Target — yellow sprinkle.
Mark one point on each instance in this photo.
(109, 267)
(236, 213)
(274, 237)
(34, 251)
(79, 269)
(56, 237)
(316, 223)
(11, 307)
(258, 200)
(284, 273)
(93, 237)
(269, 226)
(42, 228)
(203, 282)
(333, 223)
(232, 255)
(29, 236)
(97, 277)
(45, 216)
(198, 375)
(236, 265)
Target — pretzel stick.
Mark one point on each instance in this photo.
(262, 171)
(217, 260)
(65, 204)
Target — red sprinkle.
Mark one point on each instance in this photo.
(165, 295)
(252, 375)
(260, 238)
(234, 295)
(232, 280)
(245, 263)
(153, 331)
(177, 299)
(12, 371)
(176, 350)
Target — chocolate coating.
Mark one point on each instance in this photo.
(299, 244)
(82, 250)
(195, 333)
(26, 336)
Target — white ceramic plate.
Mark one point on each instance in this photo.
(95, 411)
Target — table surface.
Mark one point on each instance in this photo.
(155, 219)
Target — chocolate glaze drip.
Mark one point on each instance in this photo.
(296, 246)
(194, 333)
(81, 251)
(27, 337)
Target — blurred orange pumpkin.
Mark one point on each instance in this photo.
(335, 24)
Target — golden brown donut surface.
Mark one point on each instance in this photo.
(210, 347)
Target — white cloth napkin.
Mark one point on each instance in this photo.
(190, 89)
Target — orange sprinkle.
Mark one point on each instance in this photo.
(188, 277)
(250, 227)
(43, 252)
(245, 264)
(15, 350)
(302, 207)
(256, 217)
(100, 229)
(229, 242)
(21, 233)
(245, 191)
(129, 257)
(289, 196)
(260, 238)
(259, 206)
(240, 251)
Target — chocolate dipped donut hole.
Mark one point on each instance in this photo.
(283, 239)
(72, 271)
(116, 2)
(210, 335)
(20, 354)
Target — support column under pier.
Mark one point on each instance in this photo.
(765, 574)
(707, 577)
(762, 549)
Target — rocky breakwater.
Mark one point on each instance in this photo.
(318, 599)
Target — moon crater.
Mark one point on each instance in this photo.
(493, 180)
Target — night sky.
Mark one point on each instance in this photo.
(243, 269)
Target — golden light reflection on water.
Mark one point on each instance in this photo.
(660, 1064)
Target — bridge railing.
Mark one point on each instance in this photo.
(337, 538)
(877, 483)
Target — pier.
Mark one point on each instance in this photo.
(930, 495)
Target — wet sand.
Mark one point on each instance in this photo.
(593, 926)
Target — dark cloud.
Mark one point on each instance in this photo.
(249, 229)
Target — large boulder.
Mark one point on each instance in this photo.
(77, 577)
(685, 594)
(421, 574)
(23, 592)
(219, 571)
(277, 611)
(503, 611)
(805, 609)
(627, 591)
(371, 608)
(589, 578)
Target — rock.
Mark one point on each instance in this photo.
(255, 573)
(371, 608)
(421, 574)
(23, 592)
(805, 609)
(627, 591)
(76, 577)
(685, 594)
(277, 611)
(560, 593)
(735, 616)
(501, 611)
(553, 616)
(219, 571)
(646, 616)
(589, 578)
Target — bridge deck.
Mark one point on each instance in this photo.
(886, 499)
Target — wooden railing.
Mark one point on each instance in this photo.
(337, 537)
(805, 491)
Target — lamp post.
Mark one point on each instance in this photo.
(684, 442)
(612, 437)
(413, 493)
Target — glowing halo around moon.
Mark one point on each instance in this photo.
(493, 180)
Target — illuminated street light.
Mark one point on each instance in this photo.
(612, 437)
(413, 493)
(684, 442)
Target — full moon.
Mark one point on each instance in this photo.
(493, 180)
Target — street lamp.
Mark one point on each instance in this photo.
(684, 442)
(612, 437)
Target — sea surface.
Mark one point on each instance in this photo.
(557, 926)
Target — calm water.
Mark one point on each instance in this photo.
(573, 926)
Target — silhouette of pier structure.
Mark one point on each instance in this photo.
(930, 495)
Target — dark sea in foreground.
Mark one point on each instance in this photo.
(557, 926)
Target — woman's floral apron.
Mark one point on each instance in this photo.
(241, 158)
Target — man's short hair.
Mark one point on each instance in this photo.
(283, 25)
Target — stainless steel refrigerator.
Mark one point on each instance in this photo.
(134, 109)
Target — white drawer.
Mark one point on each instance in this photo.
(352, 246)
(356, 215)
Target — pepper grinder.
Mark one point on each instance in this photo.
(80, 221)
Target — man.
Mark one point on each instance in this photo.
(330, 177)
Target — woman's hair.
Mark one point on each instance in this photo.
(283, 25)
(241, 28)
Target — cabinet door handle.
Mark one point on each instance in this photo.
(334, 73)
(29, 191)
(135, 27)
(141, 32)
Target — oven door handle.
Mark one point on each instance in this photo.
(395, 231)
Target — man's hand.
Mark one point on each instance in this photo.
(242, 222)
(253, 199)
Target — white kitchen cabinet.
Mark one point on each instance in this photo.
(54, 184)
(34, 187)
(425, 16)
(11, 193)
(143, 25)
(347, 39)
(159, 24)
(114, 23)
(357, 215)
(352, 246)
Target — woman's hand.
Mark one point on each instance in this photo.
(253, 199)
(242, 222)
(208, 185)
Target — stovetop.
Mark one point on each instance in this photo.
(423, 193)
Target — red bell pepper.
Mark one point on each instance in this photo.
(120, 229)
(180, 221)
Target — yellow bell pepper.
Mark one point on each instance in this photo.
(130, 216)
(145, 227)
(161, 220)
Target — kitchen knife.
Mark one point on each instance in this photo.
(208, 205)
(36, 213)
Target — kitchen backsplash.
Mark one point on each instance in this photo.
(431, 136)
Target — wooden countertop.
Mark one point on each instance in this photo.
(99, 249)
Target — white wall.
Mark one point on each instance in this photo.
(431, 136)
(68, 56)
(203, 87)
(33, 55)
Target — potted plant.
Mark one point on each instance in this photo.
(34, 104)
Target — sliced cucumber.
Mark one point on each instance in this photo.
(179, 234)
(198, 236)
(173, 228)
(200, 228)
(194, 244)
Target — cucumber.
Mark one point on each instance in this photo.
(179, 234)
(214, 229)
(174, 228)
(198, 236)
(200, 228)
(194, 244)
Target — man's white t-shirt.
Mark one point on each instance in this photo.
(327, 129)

== Set task ==
Recast all of the items above as a single numbered list, one line per number, leaving out any blank lines.

== Answer in full ==
1. Target — yellow sprinkle.
2. Mark one point on each instance in this photo.
3. (109, 267)
4. (236, 213)
5. (274, 237)
6. (34, 251)
7. (79, 269)
8. (56, 237)
9. (316, 223)
10. (11, 307)
11. (258, 200)
12. (284, 273)
13. (93, 237)
14. (269, 226)
15. (42, 228)
16. (203, 282)
17. (333, 223)
18. (232, 255)
19. (29, 236)
20. (97, 277)
21. (45, 216)
22. (198, 375)
23. (236, 265)
24. Target — pretzel stick.
25. Mark one point on each instance in this photo.
26. (262, 171)
27. (217, 260)
28. (65, 204)
29. Target — red sprinkle.
30. Mark one point on each instance in this photo.
31. (165, 295)
32. (252, 375)
33. (260, 238)
34. (234, 295)
35. (232, 280)
36. (245, 263)
37. (153, 331)
38. (177, 299)
39. (12, 371)
40. (176, 350)
41. Target — chocolate coating.
42. Mark one point on each instance in this photo.
43. (299, 244)
44. (82, 250)
45. (195, 333)
46. (26, 336)
47. Target — white ceramic plate.
48. Mark one point on each instance in this photo.
49. (95, 411)
50. Target — table surface.
51. Mark one point on each instance in this photo.
52. (155, 219)
53. Target — chocolate glaze drip.
54. Mark one point on each instance in this photo.
55. (296, 246)
56. (194, 333)
57. (81, 251)
58. (27, 337)
59. Target — blurred orange pumpkin.
60. Mark one point on each instance in this photo.
61. (335, 24)
62. Target — golden brown donut surface.
63. Mark one point on each instance in this photo.
64. (210, 347)
65. Target — white cloth napkin.
66. Mark one point on each instance in this photo.
67. (190, 89)
68. Target — orange sprinkle.
69. Mark one point on each instance in this photo.
70. (188, 277)
71. (250, 227)
72. (43, 252)
73. (245, 264)
74. (15, 350)
75. (302, 207)
76. (256, 217)
77. (100, 229)
78. (229, 242)
79. (21, 233)
80. (245, 191)
81. (129, 257)
82. (289, 196)
83. (260, 238)
84. (259, 206)
85. (240, 251)
86. Target — chocolate dipped donut hole.
87. Mark one point on each instance in this photo.
88. (283, 239)
89. (72, 271)
90. (116, 2)
91. (210, 335)
92. (20, 354)
93. Target — support column under pier.
94. Mark one point on each instance in this photo.
95. (765, 574)
96. (707, 577)
97. (762, 549)
98. Target — rocky breakwater.
99. Mark one point on each instance in this photo.
100. (318, 599)
101. Target — moon crater.
102. Mark one point on each instance in this photo.
103. (493, 180)
104. Target — night sky.
105. Mark one point on each instance in this photo.
106. (243, 269)
107. Target — golden light reflection on water.
108. Mark one point on each instance in this photo.
109. (660, 1064)
110. Target — bridge railing.
111. Mark one point on each instance in this photo.
112. (337, 538)
113. (877, 483)
114. Target — pier.
115. Mark one point on each instance in this photo.
116. (930, 495)
117. Target — wet sand.
118. Mark one point on each instance in this photo.
119. (593, 926)
120. Target — dark cloud.
121. Mark one point on each instance in this photo.
122. (249, 229)
123. Target — large boulder.
124. Mark one point on each instance in this photo.
125. (77, 577)
126. (685, 594)
127. (421, 574)
128. (23, 592)
129. (219, 571)
130. (277, 611)
131. (503, 611)
132. (805, 609)
133. (627, 591)
134. (371, 608)
135. (589, 578)
136. Target — rock.
137. Mark one point on each instance in this photo.
138. (255, 573)
139. (371, 608)
140. (421, 574)
141. (23, 592)
142. (805, 609)
143. (627, 591)
144. (76, 577)
145. (685, 594)
146. (277, 611)
147. (560, 593)
148. (735, 616)
149. (501, 611)
150. (553, 616)
151. (219, 571)
152. (646, 616)
153. (589, 578)
154. Target — bridge deck.
155. Mark one point on each instance in this photo.
156. (886, 499)
157. Target — wooden railing.
158. Mark one point on each instance in this photo.
159. (337, 537)
160. (805, 491)
161. Target — lamp post.
162. Mark one point on each instance in this photo.
163. (684, 442)
164. (612, 437)
165. (413, 493)
166. Target — glowing halo around moon.
167. Mark one point on each instance in this photo.
168. (493, 180)
169. Target — illuminated street light.
170. Mark one point on each instance in this photo.
171. (612, 437)
172. (413, 493)
173. (684, 442)
174. Target — full moon.
175. Mark one point on each instance in this photo.
176. (493, 180)
177. Target — street lamp.
178. Mark one point on each instance in this photo.
179. (684, 442)
180. (612, 437)
181. Target — sea surface.
182. Mark one point on each instance in this photo.
183. (557, 926)
184. Target — calm water.
185. Mark one point on each instance in this photo.
186. (573, 926)
187. Target — silhouette of pier structure.
188. Mark one point on each instance in this photo.
189. (930, 495)
190. Target — dark sea in foreground.
191. Mark one point on each instance in this photo.
192. (557, 926)
193. Target — woman's floral apron.
194. Mark one point on each instance in this photo.
195. (241, 158)
196. Target — man's short hair.
197. Mark one point on each instance in this photo.
198. (283, 25)
199. Target — stainless steel refrigerator.
200. Mark one point on each instance in this photo.
201. (134, 109)
202. Target — white drawer.
203. Mark one point on each instance in this photo.
204. (352, 246)
205. (356, 215)
206. Target — pepper grinder.
207. Mark one point on each instance in this photo.
208. (80, 221)
209. Target — man.
210. Mark one point on each instance in this photo.
211. (330, 177)
212. Target — woman's hair.
213. Mark one point on each instance in this photo.
214. (283, 25)
215. (241, 28)
216. Target — cabinet door handle.
217. Mark one point on each instance in this photo.
218. (334, 73)
219. (29, 191)
220. (135, 27)
221. (141, 32)
222. Target — oven door handle.
223. Mark one point on each instance in this photo.
224. (395, 231)
225. Target — man's hand.
226. Mark one point on each instance in this photo.
227. (242, 222)
228. (253, 199)
229. Target — white kitchen cabinet.
230. Mark one point on each instance in this photo.
231. (54, 184)
232. (34, 187)
233. (425, 16)
234. (11, 193)
235. (143, 25)
236. (347, 39)
237. (159, 24)
238. (114, 23)
239. (357, 215)
240. (352, 246)
241. Target — woman's hand.
242. Mark one point on each instance in this photo.
243. (253, 199)
244. (242, 222)
245. (208, 185)
246. Target — stovetop.
247. Mark one point on each instance in this photo.
248. (423, 193)
249. Target — red bell pepper.
250. Mark one point on each instance in this photo.
251. (120, 229)
252. (180, 221)
253. Target — yellow bell pepper.
254. Mark one point on each instance in this photo.
255. (130, 216)
256. (145, 227)
257. (161, 220)
258. Target — kitchen knife.
259. Mark one point on each instance in this photo.
260. (208, 205)
261. (36, 213)
262. Target — kitchen backsplash.
263. Mark one point on each instance in this photo.
264. (431, 136)
265. Target — wooden countertop.
266. Mark one point on each instance in this photo.
267. (99, 249)
268. Target — white wall.
269. Mark one point on each instance in this photo.
270. (431, 136)
271. (68, 56)
272. (203, 87)
273. (33, 55)
274. Target — potted plant.
275. Mark one point on each instance in this photo.
276. (34, 104)
277. Target — sliced cucumber.
278. Mark one point on each instance in this photo.
279. (179, 234)
280. (198, 236)
281. (173, 228)
282. (200, 228)
283. (194, 244)
284. Target — cucumber.
285. Mark one point on each instance in this photo.
286. (179, 234)
287. (214, 229)
288. (174, 228)
289. (198, 236)
290. (200, 228)
291. (194, 244)
292. Target — man's white t-shirt.
293. Mark one point on each instance in this photo.
294. (327, 129)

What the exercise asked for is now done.